→ **Requests**
A: Duplicate the passage of the blog post below word for word, beginning at the words "Middle English Word" and stopping after "for this post.".
B: Answer these questions using the blog post below:
(i) On what date was the post published?
(ii) Which work referenced in the reflection was not on the course reading list?
(iii) Whose quote is the reflection a response to?

Middle English Word of the Moment

Wednesday, November 19, 2008

The unseen butterfly; or, Thoughts on the space between the literal and the allegorical

This is a reflection written for the end of our Mediaeval Body course. It takes for granted a certain definition of 'the mediaeval body', and refers implicitly and explicitly to the class readings over the course of the semester. Consequently, there's no explanation of these references in the course of the essay, and, except for direct quotes (and a reference to The Book of Vices and Virtues, which wasn't on the reading list), nothing is footnoted. To make this more comprehensible for a blog post, I've added a separate set of footnotes, explaining the references. The numbered footnotes are in the original reflection; the lettered ones are just for this post.

The reflection is a response to a quote from Michael Camille: "In this period long before the Cartesian split between mind and body there was much more of a continuum between the two. The body was the receptor and receptable of sensation and crucial in the process of cognition. All knowledge, even that of the divine, had to be channelled through the body."

→ **Record list**
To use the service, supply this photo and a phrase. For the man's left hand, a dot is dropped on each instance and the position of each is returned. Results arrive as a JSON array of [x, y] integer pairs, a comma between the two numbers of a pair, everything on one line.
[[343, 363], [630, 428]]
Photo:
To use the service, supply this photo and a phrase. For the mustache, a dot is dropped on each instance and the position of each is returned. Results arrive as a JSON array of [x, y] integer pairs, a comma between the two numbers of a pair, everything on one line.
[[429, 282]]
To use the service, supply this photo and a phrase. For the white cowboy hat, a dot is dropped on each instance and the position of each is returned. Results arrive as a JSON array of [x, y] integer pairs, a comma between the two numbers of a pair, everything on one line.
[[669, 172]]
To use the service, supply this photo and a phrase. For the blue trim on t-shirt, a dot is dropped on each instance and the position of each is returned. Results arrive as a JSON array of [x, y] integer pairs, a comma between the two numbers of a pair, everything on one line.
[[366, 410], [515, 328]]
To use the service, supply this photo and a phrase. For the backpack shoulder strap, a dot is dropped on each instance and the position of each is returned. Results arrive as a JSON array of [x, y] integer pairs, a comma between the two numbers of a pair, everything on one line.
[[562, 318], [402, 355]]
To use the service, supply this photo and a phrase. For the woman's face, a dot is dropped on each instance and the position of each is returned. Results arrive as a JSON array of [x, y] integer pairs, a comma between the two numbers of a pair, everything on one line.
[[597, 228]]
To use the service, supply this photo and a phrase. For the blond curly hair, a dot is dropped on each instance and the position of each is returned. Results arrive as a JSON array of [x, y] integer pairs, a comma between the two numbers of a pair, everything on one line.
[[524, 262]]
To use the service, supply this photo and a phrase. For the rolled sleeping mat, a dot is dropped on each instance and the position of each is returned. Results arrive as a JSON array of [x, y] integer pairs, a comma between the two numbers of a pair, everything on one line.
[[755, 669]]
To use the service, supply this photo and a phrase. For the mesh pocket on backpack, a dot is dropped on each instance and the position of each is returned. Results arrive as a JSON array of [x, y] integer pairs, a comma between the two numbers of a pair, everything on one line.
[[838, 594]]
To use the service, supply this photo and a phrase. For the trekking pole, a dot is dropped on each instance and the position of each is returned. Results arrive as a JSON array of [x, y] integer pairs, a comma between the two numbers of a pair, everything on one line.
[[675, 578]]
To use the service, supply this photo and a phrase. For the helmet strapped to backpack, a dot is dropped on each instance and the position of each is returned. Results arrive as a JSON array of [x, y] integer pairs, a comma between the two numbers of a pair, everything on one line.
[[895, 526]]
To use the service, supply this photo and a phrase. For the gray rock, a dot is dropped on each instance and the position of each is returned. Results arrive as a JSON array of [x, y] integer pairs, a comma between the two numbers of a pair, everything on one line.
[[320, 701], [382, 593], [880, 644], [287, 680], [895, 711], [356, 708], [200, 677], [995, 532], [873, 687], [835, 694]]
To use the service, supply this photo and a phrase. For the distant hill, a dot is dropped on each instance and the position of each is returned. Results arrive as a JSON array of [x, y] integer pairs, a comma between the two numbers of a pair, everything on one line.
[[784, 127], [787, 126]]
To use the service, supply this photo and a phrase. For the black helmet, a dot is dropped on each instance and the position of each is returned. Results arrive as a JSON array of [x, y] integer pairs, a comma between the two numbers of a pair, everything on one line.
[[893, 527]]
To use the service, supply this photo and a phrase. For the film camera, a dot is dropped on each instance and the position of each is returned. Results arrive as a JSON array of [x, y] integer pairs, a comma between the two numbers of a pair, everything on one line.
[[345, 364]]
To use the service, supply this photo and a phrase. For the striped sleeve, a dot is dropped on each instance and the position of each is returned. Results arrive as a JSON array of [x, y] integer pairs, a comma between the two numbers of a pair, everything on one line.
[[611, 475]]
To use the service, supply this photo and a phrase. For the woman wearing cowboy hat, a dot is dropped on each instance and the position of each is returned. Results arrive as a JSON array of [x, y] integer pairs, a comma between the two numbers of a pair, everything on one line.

→ **Results for the exercise**
A:
Middle English Word of the Moment

Wednesday, November 19, 2008

The unseen butterfly; or, Thoughts on the space between the literal and the allegorical

This is a reflection written for the end of our Mediaeval Body course. It takes for granted a certain definition of 'the mediaeval body', and refers implicitly and explicitly to the class readings over the course of the semester. Consequently, there's no explanation of these references in the course of the essay, and, except for direct quotes (and a reference to The Book of Vices and Virtues, which wasn't on the reading list), nothing is footnoted. To make this more comprehensible for a blog post, I've added a separate set of footnotes, explaining the references. The numbered footnotes are in the original reflection; the lettered ones are just for this post.

B:
(i) Wednesday, November 19, 2008
(ii) The Book of Vices and Virtues
(iii) Michael Camille